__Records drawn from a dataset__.
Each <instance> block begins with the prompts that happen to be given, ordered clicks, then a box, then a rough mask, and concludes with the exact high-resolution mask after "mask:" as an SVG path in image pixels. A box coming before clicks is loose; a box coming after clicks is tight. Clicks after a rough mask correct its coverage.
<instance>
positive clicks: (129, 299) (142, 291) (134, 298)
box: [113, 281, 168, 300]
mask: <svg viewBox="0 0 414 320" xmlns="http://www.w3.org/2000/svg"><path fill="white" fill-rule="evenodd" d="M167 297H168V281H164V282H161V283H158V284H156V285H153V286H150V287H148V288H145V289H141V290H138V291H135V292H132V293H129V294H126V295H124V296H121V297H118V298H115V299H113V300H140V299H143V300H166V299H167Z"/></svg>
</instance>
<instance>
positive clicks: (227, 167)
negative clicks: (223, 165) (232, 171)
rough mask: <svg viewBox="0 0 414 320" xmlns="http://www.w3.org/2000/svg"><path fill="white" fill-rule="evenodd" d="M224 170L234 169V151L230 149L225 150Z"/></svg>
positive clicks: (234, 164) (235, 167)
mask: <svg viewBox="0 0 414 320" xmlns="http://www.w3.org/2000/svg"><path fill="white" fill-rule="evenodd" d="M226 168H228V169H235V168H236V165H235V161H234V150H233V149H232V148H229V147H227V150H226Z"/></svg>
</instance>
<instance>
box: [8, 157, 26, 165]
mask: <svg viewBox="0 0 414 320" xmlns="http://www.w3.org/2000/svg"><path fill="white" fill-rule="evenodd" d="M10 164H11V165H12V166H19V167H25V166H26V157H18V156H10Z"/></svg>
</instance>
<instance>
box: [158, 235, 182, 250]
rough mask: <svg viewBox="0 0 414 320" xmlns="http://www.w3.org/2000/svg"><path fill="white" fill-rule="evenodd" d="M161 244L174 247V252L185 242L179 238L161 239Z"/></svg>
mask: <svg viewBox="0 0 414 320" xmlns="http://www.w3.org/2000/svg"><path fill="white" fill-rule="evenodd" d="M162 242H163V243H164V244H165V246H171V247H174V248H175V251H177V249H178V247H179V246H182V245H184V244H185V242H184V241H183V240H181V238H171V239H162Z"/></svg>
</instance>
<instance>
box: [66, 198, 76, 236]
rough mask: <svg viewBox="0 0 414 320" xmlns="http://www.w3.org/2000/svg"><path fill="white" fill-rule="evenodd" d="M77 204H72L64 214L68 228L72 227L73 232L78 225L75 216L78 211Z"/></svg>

__Problem requirements__. Transcribe the records above in full, exactly as they stand.

__Answer area__.
Each <instance> block begins with the prompts that happen to be given, ordered clicks, then a box, then a rough mask, and concludes with the exact high-resolution mask after "mask:" as an SVG path in image pixels. A box coming before clicks is loose; a box coming after clicks is tight. Clicks after a rough mask correct its coverage.
<instance>
positive clicks: (129, 299) (142, 291) (134, 298)
box: [113, 281, 168, 300]
mask: <svg viewBox="0 0 414 320" xmlns="http://www.w3.org/2000/svg"><path fill="white" fill-rule="evenodd" d="M167 297H168V281H164V282H161V283H158V284H156V285H153V286H150V287H148V288H145V289H141V290H138V291H135V292H132V293H129V294H126V295H124V296H121V297H118V298H115V299H113V300H140V299H143V300H166V299H167Z"/></svg>
</instance>
<instance>
positive clicks: (227, 167)
negative clicks: (223, 165) (232, 171)
rough mask: <svg viewBox="0 0 414 320" xmlns="http://www.w3.org/2000/svg"><path fill="white" fill-rule="evenodd" d="M224 170L234 169V151L230 149L225 150Z"/></svg>
positive clicks: (234, 164) (235, 167)
mask: <svg viewBox="0 0 414 320" xmlns="http://www.w3.org/2000/svg"><path fill="white" fill-rule="evenodd" d="M226 168H228V169H235V168H236V165H235V161H234V150H233V149H232V148H229V147H227V150H226Z"/></svg>
</instance>
<instance>
box: [8, 157, 26, 165]
mask: <svg viewBox="0 0 414 320" xmlns="http://www.w3.org/2000/svg"><path fill="white" fill-rule="evenodd" d="M10 164H11V165H12V166H19V167H25V166H26V157H18V156H10Z"/></svg>
</instance>
<instance>
box: [158, 235, 182, 250]
rough mask: <svg viewBox="0 0 414 320" xmlns="http://www.w3.org/2000/svg"><path fill="white" fill-rule="evenodd" d="M161 244L174 247V252L185 242L179 238L161 239Z"/></svg>
mask: <svg viewBox="0 0 414 320" xmlns="http://www.w3.org/2000/svg"><path fill="white" fill-rule="evenodd" d="M162 242H163V243H164V244H165V246H171V247H174V248H175V251H177V249H178V247H179V246H182V245H184V244H185V242H184V241H183V240H181V238H171V239H162Z"/></svg>
</instance>
<instance>
box: [66, 198, 76, 236]
rough mask: <svg viewBox="0 0 414 320" xmlns="http://www.w3.org/2000/svg"><path fill="white" fill-rule="evenodd" d="M77 204H72L64 214L68 228L72 227L73 232L78 225L75 216L78 211Z"/></svg>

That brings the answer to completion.